Document extract:
☆ ☆ ☆ ☆ ☆ ☆ ☆
Re: [RFC PATCH 1/2] rcu: Add rcu_read_lock_notrace()

"Paul E. McKenney" <paulmck@xxxxxxxxxx> · Thu, 17 Jul 2025 08:30:13 -0700

On Thu, Jul 17, 2025 at 07:57:27AM -0700, Alexei Starovoitov wrote:
> On Thu, Jul 17, 2025 at 6:14 AM Mathieu Desnoyers
> <mathieu.desnoyers@xxxxxxxxxxxx> wrote:
> >
> > On 2025-07-16 18:54, Paul E. McKenney wrote:
> > > On Wed, Jul 16, 2025 at 01:35:48PM -0700, Paul E. McKenney wrote:
> > >> On Wed, Jul 16, 2025 at 11:09:22AM -0400, Steven Rostedt wrote:
> > >>> On Fri, 11 Jul 2025 10:05:26 -0700
> > >>> "Paul E. McKenney" <paulmck@xxxxxxxxxx> wrote:
> > >>>
> > >>>> This trace point will invoke rcu_read_unlock{,_notrace}(), which will
> > >>>> note that preemption is disabled.  If rcutree.use_softirq is set and
> > >>>> this task is blocking an expedited RCU grace period, it will directly
> > >>>> invoke the non-notrace function raise_softirq_irqoff().  Otherwise,
> > >>>> it will directly invoke the non-notrace function irq_work_queue_on().
> > >>>
> > >>> Just to clarify some things; A function annotated by "notrace" simply
> > >>> will not have the ftrace hook to that function, but that function may
> > >>> very well have tracing triggered inside of it.
> > >>>
> > >>> Functions with "_notrace" in its name (like preempt_disable_notrace())
> > >>> should not have any tracing instrumentation (as Mathieu stated)
> > >>> inside of it, so that it can be used in the tracing infrastructure.
> > >>>
> > >>> raise_softirq_irqoff() has a tracepoint inside of it. If we have the
> > >>> tracing infrastructure call that, and we happen to enable that
> > >>> tracepoint, we will have:
> > >>>
> > >>>    raise_softirq_irqoff()
> > >>>       trace_softirq_raise()
> > >>>         [..]
> > >>>           raise_softirq_irqoff()
> > >>>              trace_softirq_raise()
> > >>>                 [..]
> > >>>                   Ad infinitum!
> > >>>
> > >>> I'm not sure if that's what is being proposed or not, but I just wanted
> > >>> to make sure everyone is aware of the above.
> > >>
> > >> OK, I *think* I might actually understand the problem.  Maybe.
> > >>
> > >> I am sure that the usual suspects will not be shy about correcting any
> > >> misapprehensions in the following.  ;-)
> > >>
> > >> My guess is that some users of real-time Linux would like to use BPF
> > >> programs while still getting decent latencies out of their systems.
> > >> (Not something I would have predicted, but then again, I was surprised
> > >> some years back to see people with a 4096-CPU system complaining about
> > >> 200-microsecond latency blows from RCU.)  And the BPF guys (now CCed)
☆ ☆ ☆ ☆ ☆ ☆ ☆
Data section:
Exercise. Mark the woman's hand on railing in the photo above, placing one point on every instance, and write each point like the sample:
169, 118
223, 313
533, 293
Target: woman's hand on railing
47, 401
☆ ☆ ☆ ☆ ☆ ☆ ☆
Set task 1:
Answer these questions about the rcu_read_lock_notrace() thread:
(a) Which function does the thread say has a tracepoint inside of it?
(b) According to the thread, what does a function annotated by "notrace" lack?
(c) How many CPUs did the system have whose users complained about 200-microsecond latency blows from RCU?
Set task 2: Continue the rcu_read_lock_notrace() thread from the point where its text stops.
The rows were taken from a different source.

Task result 1:
(a) raise_softirq_irqoff()
(b) The ftrace hook to that function
(c) 4096

Task result 2:
> > >> made some changes some years back to support this, perhaps most notably
> > >> replacing some uses of preempt_disable() with migrate_disable().
> > >>
> > >> Except that the current __DECLARE_TRACE() macro defeats this work
> > >> for tracepoints by disabling preemption across the tracepoint call,
> > >> which might well be a BPF program.  So we need to do something to
> > >> __DECLARE_TRACE() to get the right sort of protection while still leaving
> > >> preemption enabled.
> > >>
> > >> One way of attacking this problem is to use preemptible RCU.  The problem
> > >> with this is that although one could construct a trace-safe version
> > >> of rcu_read_unlock(), these would negate some optimizations that Lai
> > >> Jiangshan worked so hard to put in place.  Plus those optimizations
> > >> also simplified the code quite a bit.  Which is why I was pushing back
> > >> so hard, especially given that I did not realize that real-time systems
> > >> would be running BPF programs concurrently with real-time applications.
> > >> This meant that I was looking for a functional problem with the current
> > >> disabling of preemption, and not finding it.
> > >>
> > >> So another way of dealing with this is to use SRCU-fast, which is
> > >> like SRCU, but dispenses with the smp_mb() calls and the redundant
> > >> read-side array indexing.  Plus it is easy to make _notrace variants
> > >> srcu_read_lock_fast_notrace() and srcu_read_unlock_fast_notrace(),
> > >> along with the requisite guards.
> > >>
> > >> Re-introducing SRCU requires reverting most of e53244e2c893 ("tracepoint:
> > >> Remove SRCU protection"), and I have hacked together this and the
> > >> prerequisites mentioned in the previous paragraph.
> > >>
> > >> These are passing ridiculously light testing, but probably have at
> > >> least their share of bugs.
> > >>
> > >> But first, do I actually finally understand the problem?
> > >
> > > OK, they pass somewhat less ridiculously moderate testing, though I have
> > > not yet hit them over the head with the ftrace selftests.
> > >
> > > So might as well post them.
> > >
> > > Thoughts?
> >
> > Your explanation of the problem context fits my understanding.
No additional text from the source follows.